**PASSAGE PROVIDED:**
+++
A Brief History of Vatican II.
Buckley, Thomas E.
A BRIEF HISTORY OF VATICAN II. By Giuseppe Alberigo. Foreword by
John W. O'Malley, S.J. Translated by Matthew Sherry. Maryknoll,
N.Y.: Orbis, 2006. Pp. xv + 141. $20.
VATICAN II: FORTY YEARS LATER. Edited by William Madges. Annual
Publication of the College Theology Society 51. Maryknoll, N.Y.: Orbis,
2005. Pp. xxvi + 373. $30.
Giuseppe Alberigo, the Italian editor of the acclaimed five volume
history of Vatican II, has produced an insightful narrative that is both
a history of the council and personal memoir. His direct contact with
the council came through his collaboration at the Bologna center for
religious studies with Giuseppe Dossetti, a progressive politician
turned priest who served as a peritus for Cardinal Giacomo Lercaro. A.
makes their perspective his own as he provides in five chapters an
informative overview of Vatican II from its preparatory stages through
its conclusion in 1965. A final chapter evaluates the "new
Pentecost" that John XXIII hoped to launch. Overall A. offers an
optimistic reading of the council as an "event" in the
church's life, though he admits disappointments in enacting the
progressive agenda he favored.
These issues and the confusion that followed the council receive
full attention in a superb collection of essays edited by William Madges
of Xavier University in Cincinnati. The 16 contributors include
established as well as promising younger theologians. The editor
deserves much credit for producing a book whose essays are remarkably
consistent in their high quality. Taking up some of the most important
themes from Vatican II, they trace their development, in some cases into
the 21st century.
The first seven essays examine various ecclesiological implications
of Vatican II. For example, under the rubric of reception/subversion,
Peter Phan points out how the Asian bishops moved after the council to
place "the kingdom of God rather than the church at the center of
Christian life" (37) and to present Jesus Christ to Asia through
dialogue with its poor (liberation), its cultures (inculturation), and
its religions (interreligious dialogue). Even before the 1998 Asian
Synod, the bishops rejected the Roman Curia's proposed discussion
of Christology. Focusing instead on the way to "carry out the
mission of Jesus today" (44), they insisted on the legitimate
autonomy of the local church.
Other essays in this first section include Philip Franco's
examination of Joseph Ratzinger's communion ecclesiology before his
election as Benedict XVI, Christopher Denny's analysis of John
Courtney Murray's advanced understanding of the lay apostolate
through Catholic Action, and Harriet Luckman's critique of the
position of women in the church since Vatican II. Jason King argues
persuasively for applying the Vatican II model of the pilgrim church to
the contemporary sexual abuse scandal. Two pieces deal specifically with
Scripture. Francis Holland provides a comprehensive evaluation of Dei
Verbum: its history, a commentary, and subsequent interpretation, while
Alice Laffey makes a strong case for literary criticism's support
for faith and urges the need "to reclaim scripture as a theological
discipline" (109).
+++
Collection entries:

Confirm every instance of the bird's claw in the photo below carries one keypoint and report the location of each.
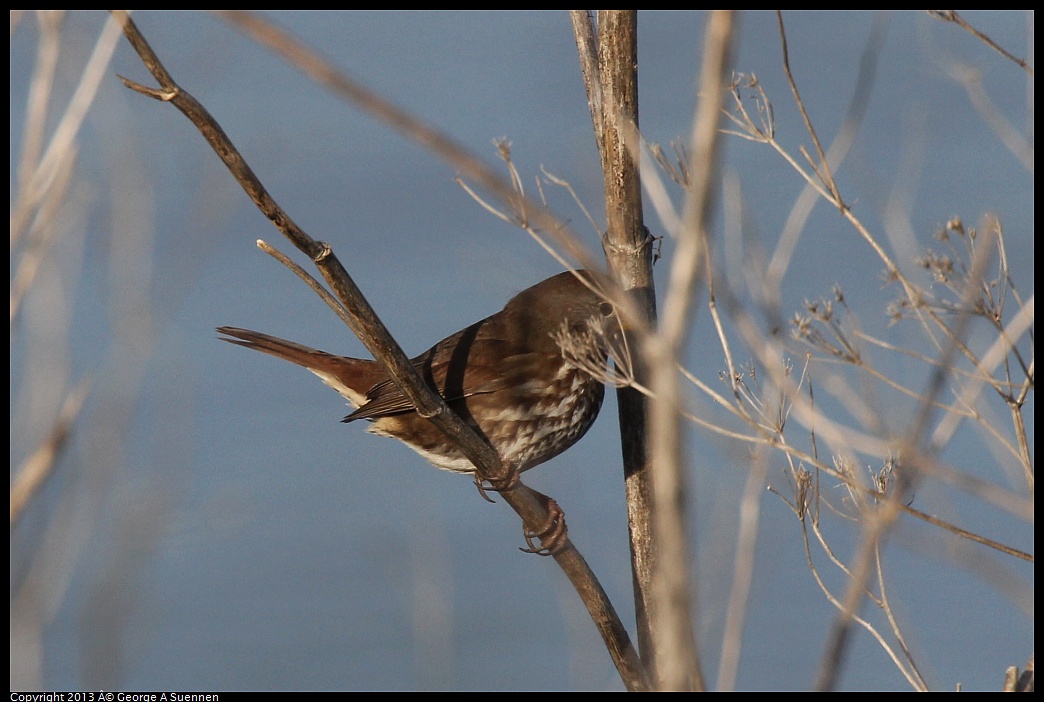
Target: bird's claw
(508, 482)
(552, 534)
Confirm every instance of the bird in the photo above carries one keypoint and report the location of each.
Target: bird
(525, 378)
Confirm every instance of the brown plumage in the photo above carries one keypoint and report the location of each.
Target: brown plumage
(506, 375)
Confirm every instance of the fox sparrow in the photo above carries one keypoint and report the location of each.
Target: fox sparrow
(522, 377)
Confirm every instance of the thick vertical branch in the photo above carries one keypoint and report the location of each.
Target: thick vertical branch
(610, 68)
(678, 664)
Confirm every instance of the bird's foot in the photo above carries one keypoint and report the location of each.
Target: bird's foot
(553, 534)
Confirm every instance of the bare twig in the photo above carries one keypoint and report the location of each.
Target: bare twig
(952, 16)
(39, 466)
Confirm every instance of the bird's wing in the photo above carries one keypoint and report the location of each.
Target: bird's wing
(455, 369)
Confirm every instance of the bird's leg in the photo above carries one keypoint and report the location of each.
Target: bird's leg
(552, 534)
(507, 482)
+++
**EXERCISE TASKS:**
1. Retype the book review word for word, from "The first seven" to "the local church.".
2. State only the number of lines in the listing that contain the word "Target".
The book review and the listing come from unrelated sources.

**ANSWERS TO EACH TASK:**
1.
The first seven essays examine various ecclesiological implications
of Vatican II. For example, under the rubric of reception/subversion,
Peter Phan points out how the Asian bishops moved after the council to
place "the kingdom of God rather than the church at the center of
Christian life" (37) and to present Jesus Christ to Asia through
dialogue with its poor (liberation), its cultures (inculturation), and
its religions (interreligious dialogue). Even before the 1998 Asian
Synod, the bishops rejected the Roman Curia's proposed discussion
of Christology. Focusing instead on the way to "carry out the
mission of Jesus today" (44), they insisted on the legitimate
autonomy of the local church.

2. 9